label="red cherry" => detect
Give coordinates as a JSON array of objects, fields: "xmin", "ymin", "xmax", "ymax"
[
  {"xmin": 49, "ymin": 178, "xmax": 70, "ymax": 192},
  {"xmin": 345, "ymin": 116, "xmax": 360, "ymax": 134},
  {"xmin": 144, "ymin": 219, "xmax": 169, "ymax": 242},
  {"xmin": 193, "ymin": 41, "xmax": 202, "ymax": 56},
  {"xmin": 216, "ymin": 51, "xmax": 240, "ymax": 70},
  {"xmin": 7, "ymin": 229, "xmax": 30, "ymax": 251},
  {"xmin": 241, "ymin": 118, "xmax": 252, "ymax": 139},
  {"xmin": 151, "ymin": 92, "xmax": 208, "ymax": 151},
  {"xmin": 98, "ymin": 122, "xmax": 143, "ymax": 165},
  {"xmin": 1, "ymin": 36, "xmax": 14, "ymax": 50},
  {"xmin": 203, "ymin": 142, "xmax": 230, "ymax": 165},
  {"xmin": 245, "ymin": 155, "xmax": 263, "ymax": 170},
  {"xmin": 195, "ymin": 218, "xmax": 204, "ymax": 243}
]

What you have to do:
Reproduce the listing above line for line, without any changes.

Written response:
label="red cherry" => detect
Give coordinates as a JSON array of objects, fields: "xmin", "ymin", "xmax", "ymax"
[
  {"xmin": 49, "ymin": 178, "xmax": 70, "ymax": 192},
  {"xmin": 345, "ymin": 116, "xmax": 360, "ymax": 134},
  {"xmin": 144, "ymin": 219, "xmax": 169, "ymax": 242},
  {"xmin": 193, "ymin": 41, "xmax": 202, "ymax": 56},
  {"xmin": 216, "ymin": 51, "xmax": 240, "ymax": 70},
  {"xmin": 7, "ymin": 229, "xmax": 30, "ymax": 251},
  {"xmin": 241, "ymin": 118, "xmax": 252, "ymax": 139},
  {"xmin": 151, "ymin": 92, "xmax": 208, "ymax": 151},
  {"xmin": 98, "ymin": 122, "xmax": 143, "ymax": 165},
  {"xmin": 1, "ymin": 36, "xmax": 14, "ymax": 50},
  {"xmin": 203, "ymin": 142, "xmax": 230, "ymax": 165},
  {"xmin": 245, "ymin": 155, "xmax": 263, "ymax": 170},
  {"xmin": 195, "ymin": 218, "xmax": 204, "ymax": 243}
]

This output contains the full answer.